(提供資料):

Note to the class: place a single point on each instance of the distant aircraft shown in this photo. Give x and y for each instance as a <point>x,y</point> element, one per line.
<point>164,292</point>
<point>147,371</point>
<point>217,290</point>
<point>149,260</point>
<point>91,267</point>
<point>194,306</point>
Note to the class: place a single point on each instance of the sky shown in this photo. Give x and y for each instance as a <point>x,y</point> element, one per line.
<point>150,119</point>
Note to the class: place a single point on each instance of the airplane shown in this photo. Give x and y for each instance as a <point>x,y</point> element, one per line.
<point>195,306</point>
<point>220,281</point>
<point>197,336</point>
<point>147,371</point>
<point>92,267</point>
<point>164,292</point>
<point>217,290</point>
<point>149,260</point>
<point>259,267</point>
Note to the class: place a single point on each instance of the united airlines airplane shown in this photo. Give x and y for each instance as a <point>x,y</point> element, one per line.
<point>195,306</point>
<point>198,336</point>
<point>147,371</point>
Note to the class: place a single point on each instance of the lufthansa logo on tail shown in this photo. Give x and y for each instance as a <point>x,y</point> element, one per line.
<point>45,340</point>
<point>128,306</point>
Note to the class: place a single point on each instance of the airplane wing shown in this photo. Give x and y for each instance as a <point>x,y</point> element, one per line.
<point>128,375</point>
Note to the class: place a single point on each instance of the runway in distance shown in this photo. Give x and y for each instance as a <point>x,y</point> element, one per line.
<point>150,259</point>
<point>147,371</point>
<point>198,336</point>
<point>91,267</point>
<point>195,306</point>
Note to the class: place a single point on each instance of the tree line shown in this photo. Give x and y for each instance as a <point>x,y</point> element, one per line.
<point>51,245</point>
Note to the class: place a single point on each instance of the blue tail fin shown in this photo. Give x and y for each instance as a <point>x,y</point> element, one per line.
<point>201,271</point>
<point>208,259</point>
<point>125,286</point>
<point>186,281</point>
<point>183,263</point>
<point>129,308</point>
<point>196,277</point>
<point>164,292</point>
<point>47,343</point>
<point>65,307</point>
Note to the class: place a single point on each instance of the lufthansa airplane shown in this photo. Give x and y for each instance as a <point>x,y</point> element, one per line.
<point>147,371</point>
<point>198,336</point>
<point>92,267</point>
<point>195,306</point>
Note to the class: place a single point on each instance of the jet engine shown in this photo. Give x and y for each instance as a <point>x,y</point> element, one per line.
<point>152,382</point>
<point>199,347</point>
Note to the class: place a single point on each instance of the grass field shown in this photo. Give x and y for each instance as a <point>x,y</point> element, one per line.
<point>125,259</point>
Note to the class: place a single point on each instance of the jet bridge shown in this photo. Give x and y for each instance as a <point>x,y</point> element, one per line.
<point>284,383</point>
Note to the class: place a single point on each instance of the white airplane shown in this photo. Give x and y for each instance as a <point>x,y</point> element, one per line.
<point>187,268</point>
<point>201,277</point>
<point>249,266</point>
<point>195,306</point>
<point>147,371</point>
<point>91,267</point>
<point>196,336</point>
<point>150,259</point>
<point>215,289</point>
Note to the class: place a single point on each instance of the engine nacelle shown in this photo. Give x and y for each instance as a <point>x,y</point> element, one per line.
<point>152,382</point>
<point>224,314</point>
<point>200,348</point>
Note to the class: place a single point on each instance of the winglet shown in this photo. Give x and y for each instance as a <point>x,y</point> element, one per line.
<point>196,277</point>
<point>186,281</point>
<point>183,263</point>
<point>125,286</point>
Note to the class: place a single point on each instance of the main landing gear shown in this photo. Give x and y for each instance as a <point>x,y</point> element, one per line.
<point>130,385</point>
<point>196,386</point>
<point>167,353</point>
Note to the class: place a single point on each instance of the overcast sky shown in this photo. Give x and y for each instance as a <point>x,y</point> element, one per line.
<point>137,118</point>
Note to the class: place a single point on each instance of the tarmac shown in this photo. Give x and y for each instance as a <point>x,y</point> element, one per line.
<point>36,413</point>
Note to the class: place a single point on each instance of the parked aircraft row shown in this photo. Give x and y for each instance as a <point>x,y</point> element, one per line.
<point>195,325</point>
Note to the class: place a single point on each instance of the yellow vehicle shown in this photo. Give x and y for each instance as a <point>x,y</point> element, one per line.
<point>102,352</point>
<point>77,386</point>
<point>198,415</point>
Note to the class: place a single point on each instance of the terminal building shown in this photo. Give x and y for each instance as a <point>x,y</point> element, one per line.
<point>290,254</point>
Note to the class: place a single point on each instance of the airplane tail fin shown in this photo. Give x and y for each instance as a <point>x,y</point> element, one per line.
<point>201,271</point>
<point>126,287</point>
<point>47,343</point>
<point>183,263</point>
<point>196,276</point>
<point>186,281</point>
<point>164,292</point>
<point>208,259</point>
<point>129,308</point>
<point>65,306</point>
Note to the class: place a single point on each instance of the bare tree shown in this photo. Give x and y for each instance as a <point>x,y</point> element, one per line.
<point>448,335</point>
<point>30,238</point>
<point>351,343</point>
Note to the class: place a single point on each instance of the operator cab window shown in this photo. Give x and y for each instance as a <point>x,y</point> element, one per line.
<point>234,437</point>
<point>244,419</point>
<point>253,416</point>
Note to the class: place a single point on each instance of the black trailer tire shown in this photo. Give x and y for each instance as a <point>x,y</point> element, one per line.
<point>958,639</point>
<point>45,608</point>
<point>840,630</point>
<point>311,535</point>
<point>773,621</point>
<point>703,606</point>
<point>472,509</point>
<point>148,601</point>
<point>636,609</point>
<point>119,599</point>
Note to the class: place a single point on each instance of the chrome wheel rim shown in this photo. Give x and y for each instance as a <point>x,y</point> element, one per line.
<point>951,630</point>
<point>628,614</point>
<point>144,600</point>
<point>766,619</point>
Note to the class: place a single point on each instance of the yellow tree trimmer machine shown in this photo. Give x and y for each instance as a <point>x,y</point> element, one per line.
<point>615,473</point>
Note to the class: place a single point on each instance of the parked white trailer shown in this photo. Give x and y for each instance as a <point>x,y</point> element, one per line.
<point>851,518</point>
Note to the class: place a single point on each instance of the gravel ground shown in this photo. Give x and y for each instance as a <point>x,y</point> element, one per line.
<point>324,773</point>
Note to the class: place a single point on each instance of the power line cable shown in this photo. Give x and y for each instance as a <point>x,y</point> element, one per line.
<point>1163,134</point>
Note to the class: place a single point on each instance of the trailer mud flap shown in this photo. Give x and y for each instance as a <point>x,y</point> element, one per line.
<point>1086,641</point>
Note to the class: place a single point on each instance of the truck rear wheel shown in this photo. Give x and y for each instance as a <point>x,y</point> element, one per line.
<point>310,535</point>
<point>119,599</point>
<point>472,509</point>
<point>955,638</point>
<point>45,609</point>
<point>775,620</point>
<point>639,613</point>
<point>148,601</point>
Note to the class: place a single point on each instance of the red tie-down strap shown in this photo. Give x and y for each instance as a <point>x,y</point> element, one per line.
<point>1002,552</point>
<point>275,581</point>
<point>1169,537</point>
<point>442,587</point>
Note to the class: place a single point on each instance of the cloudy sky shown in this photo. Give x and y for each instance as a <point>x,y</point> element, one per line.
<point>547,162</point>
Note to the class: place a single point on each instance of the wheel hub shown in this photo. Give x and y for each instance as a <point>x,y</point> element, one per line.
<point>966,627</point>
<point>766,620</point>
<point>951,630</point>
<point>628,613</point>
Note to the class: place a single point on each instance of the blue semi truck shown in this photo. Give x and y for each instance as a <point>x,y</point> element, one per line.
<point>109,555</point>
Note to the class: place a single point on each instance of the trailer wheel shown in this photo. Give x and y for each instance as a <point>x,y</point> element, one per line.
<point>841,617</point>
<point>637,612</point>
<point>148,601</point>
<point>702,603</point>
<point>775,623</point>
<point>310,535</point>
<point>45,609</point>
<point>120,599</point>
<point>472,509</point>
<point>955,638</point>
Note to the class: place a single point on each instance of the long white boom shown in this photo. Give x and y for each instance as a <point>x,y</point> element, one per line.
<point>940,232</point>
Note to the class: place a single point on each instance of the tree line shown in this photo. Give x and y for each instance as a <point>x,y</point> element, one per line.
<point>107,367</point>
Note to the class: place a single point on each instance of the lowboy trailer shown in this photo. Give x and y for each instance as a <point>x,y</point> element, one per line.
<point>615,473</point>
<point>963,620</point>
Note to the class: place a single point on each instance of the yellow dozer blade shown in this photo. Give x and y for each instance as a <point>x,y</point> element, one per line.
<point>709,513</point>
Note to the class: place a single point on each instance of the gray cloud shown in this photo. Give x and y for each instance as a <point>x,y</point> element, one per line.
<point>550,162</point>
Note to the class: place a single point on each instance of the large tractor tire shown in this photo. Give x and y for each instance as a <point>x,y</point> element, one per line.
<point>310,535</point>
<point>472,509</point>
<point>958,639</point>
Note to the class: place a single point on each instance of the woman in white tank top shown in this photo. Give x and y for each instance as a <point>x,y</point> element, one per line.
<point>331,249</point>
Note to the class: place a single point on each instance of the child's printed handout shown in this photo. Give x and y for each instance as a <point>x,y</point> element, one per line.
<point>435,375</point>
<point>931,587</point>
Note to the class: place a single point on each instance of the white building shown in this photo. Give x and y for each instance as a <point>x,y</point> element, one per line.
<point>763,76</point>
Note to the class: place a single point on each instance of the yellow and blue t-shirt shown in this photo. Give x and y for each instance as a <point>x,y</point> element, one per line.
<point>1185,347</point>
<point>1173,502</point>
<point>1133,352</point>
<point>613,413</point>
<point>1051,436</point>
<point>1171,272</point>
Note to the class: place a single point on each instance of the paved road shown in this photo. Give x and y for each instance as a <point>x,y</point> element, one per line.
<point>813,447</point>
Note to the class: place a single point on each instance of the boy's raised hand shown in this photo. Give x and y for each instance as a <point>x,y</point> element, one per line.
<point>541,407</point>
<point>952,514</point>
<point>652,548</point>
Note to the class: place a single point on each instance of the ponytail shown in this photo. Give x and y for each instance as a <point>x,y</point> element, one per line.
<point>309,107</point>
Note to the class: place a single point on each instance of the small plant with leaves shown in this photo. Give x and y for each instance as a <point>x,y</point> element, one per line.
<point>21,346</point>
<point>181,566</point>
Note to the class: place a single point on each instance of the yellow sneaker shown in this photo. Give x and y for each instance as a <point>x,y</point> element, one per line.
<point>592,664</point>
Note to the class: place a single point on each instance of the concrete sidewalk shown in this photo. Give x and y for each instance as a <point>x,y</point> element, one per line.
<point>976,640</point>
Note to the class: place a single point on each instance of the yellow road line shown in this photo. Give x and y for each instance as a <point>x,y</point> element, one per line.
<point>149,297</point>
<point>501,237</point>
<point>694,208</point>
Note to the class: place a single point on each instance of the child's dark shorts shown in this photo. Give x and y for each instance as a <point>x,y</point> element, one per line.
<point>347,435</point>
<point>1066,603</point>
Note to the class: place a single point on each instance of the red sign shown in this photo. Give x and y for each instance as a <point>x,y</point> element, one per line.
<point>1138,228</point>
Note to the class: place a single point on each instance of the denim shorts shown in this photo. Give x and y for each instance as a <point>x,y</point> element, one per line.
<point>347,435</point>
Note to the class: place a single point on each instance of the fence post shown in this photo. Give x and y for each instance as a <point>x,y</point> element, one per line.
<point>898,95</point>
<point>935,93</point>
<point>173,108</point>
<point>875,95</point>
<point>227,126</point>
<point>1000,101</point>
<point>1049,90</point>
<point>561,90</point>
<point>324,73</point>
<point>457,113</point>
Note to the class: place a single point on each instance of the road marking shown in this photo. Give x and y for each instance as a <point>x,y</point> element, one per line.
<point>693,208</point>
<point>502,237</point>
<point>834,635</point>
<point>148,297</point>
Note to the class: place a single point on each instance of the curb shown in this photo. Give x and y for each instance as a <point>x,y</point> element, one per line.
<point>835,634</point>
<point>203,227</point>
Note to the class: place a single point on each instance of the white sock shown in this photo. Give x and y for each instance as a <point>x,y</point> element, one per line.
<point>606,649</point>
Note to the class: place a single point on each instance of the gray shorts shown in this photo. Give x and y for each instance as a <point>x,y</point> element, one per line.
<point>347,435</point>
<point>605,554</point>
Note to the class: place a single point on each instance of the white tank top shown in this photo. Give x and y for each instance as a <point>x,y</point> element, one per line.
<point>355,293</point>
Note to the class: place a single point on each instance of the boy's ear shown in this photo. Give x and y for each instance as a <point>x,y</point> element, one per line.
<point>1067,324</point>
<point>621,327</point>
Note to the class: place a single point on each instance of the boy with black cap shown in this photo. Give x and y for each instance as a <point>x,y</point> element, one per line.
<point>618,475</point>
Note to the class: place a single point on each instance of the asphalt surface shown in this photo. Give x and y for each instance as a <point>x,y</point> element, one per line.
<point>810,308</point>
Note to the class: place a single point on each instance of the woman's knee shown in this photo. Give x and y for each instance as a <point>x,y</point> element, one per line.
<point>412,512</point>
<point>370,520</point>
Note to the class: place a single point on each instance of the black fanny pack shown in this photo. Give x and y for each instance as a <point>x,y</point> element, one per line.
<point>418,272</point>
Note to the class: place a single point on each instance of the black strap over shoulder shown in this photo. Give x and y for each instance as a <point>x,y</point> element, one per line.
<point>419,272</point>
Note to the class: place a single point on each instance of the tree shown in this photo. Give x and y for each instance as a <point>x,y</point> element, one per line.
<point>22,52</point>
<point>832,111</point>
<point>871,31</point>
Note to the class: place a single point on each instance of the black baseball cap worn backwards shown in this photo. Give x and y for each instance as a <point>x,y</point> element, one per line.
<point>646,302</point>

(課題の目的): 上の項目のうち、「the lufthansa airplane」を含む行で始まり「<point>284,383</point>」を含む行で終わる部分だけを、両端の行も含めてJSONの文字列リストとして書き出してください。1行を1つの文字列とし、空行は入れないでください。

(演習の解答):
[
  "Note to the class: place a single point on each instance of the lufthansa airplane shown in this photo. Give x and y for each instance as a <point>x,y</point> element, one per line.",
  "<point>147,371</point>",
  "<point>198,336</point>",
  "<point>92,267</point>",
  "<point>195,306</point>",
  "Note to the class: place a single point on each instance of the jet engine shown in this photo. Give x and y for each instance as a <point>x,y</point> element, one per line.",
  "<point>152,382</point>",
  "<point>199,347</point>",
  "Note to the class: place a single point on each instance of the grass field shown in this photo. Give x and y for each instance as a <point>x,y</point> element, one per line.",
  "<point>125,259</point>",
  "Note to the class: place a single point on each instance of the jet bridge shown in this photo. Give x and y for each instance as a <point>x,y</point> element, one per line.",
  "<point>284,383</point>"
]